Work instruction: Please reproduce the line containing "Check that each instance of the wet fur" and every line after it in the records below, exactly and with nothing else.

Source material:
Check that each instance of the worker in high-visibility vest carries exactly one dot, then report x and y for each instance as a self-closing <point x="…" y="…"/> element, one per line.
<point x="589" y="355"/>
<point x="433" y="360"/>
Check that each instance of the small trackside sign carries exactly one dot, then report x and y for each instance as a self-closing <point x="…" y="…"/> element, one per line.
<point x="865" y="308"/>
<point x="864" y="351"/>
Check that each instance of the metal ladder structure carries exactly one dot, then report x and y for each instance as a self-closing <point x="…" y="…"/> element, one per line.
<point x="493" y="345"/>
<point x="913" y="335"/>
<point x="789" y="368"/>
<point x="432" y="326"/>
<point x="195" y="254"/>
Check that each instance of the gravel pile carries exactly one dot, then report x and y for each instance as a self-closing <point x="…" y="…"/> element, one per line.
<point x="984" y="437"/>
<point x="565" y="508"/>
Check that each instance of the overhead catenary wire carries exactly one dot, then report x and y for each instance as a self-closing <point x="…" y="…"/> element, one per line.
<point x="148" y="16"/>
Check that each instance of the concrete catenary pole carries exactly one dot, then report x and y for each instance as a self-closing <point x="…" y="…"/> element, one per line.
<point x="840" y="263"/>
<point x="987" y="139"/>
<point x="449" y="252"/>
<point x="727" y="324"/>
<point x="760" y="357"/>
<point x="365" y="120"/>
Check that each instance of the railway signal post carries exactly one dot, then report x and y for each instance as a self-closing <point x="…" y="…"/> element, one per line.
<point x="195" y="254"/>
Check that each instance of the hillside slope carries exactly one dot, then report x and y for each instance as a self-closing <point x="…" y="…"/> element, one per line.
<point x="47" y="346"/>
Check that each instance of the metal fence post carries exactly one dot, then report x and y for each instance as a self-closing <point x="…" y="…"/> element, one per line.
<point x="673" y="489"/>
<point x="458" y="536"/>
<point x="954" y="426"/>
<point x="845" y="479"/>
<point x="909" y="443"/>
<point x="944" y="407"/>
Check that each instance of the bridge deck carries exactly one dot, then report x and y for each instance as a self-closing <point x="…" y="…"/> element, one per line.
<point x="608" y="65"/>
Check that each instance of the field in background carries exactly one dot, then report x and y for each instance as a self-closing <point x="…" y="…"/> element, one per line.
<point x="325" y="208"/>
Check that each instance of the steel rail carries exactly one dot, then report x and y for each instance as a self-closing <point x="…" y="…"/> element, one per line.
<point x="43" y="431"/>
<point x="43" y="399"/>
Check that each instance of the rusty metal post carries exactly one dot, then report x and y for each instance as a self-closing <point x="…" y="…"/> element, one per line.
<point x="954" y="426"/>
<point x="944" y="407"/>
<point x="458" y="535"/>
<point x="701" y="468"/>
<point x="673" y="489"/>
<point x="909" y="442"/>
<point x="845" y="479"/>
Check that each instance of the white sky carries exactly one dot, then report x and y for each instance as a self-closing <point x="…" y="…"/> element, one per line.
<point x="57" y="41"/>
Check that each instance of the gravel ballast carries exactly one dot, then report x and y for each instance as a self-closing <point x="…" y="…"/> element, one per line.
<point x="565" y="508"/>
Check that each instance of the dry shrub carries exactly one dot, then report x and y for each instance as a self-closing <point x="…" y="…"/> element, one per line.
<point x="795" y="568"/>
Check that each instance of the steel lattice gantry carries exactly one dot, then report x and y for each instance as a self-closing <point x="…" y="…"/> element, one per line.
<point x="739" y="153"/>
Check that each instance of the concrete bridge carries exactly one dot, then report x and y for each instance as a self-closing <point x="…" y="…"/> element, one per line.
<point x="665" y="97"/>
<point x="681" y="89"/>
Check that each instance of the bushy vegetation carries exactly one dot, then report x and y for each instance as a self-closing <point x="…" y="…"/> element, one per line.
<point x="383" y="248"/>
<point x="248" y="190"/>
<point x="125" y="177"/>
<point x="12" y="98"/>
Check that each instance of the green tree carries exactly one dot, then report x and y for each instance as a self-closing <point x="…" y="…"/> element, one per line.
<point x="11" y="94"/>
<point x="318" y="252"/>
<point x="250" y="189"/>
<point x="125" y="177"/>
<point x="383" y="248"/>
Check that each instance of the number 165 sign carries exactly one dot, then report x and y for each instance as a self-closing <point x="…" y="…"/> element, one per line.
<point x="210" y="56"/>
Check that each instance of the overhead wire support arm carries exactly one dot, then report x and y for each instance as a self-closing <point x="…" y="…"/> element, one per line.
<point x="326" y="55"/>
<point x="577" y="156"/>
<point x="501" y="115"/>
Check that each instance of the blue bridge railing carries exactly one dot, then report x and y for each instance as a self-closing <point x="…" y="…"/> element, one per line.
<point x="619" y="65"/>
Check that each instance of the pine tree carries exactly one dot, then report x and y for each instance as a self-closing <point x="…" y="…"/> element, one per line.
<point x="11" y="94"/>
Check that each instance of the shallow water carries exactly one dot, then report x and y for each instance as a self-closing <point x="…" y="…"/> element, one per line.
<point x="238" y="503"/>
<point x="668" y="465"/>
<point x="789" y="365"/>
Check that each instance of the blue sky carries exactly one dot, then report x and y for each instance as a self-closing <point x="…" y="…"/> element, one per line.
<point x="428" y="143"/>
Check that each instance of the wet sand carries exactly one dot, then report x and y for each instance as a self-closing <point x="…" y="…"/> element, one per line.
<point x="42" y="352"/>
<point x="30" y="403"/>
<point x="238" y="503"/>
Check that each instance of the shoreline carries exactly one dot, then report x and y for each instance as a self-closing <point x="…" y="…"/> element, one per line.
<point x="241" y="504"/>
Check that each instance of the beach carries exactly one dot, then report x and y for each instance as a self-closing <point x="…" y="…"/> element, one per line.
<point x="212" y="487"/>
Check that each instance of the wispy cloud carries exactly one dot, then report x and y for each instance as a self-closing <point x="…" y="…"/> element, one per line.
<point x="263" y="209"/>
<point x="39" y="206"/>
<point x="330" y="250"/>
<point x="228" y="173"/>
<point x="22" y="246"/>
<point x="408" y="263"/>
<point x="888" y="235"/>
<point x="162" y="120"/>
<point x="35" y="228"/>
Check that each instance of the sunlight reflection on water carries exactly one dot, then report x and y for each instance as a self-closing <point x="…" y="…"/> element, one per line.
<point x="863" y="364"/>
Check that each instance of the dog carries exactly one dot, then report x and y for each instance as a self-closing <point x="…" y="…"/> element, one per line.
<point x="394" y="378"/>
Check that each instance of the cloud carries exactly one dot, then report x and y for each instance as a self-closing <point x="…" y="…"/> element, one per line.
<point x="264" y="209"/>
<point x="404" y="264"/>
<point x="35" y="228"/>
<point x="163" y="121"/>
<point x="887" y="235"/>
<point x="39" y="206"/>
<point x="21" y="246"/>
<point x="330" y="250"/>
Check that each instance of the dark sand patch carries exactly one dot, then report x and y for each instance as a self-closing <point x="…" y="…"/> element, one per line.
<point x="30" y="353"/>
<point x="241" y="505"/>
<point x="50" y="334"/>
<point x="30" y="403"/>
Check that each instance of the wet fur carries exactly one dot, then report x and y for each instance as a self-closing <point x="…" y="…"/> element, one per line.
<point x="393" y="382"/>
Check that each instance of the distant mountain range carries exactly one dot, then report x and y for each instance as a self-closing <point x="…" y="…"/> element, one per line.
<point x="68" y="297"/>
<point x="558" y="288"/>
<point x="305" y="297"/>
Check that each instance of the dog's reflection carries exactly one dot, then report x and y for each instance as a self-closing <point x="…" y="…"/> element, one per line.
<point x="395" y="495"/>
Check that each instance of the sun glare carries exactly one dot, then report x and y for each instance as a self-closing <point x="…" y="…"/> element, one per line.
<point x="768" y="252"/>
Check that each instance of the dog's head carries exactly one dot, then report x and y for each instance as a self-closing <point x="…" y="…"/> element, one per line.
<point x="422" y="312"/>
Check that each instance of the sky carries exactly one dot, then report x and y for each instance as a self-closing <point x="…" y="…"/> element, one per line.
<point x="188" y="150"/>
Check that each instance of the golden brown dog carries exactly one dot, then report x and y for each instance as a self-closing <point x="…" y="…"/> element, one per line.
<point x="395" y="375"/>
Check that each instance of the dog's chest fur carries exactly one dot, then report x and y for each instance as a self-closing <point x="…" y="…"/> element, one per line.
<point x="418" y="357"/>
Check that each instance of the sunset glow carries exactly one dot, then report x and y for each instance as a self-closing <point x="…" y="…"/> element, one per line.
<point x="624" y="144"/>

Reply to the exercise:
Check that each instance of the wet fur carries exactly one dot, then report x and y for each instance as a self-closing <point x="…" y="…"/> element, one per line.
<point x="393" y="382"/>
Check that each instance of the distant mountain range carries exactly one dot, then report x and y for each instance as a self-closing <point x="…" y="…"/> element, one per line.
<point x="68" y="297"/>
<point x="558" y="288"/>
<point x="305" y="297"/>
Check that each instance of the dog's reflection carries exactly one dot, then report x and y for each instance as a self-closing <point x="…" y="…"/> element, one per line.
<point x="395" y="495"/>
Check that each instance of the sun glare carries exactly one dot, then report x and y for each instance as a self-closing <point x="…" y="…"/> element, one per line.
<point x="768" y="252"/>
Check that each instance of the dog's head carries exactly one dot, then report x and y for each instance as a self-closing <point x="…" y="…"/> element, one per line.
<point x="422" y="312"/>
Check that each instance of the sky carries exactly one dot, then report x and y for each instance as a self-closing <point x="…" y="…"/> element, one per line.
<point x="188" y="150"/>
Check that each instance of the golden brown dog carries exactly one dot, then report x and y for each instance as a self-closing <point x="…" y="…"/> element, one per line.
<point x="395" y="375"/>
Check that each instance of the dog's chest fur carries exactly one dot, then report x and y for each instance as a self-closing <point x="…" y="…"/> element, one per line.
<point x="418" y="357"/>
Check that each instance of the sunset glow carries exactly one dot, then report x and y for each instance as a self-closing <point x="…" y="…"/> element, one per line.
<point x="624" y="144"/>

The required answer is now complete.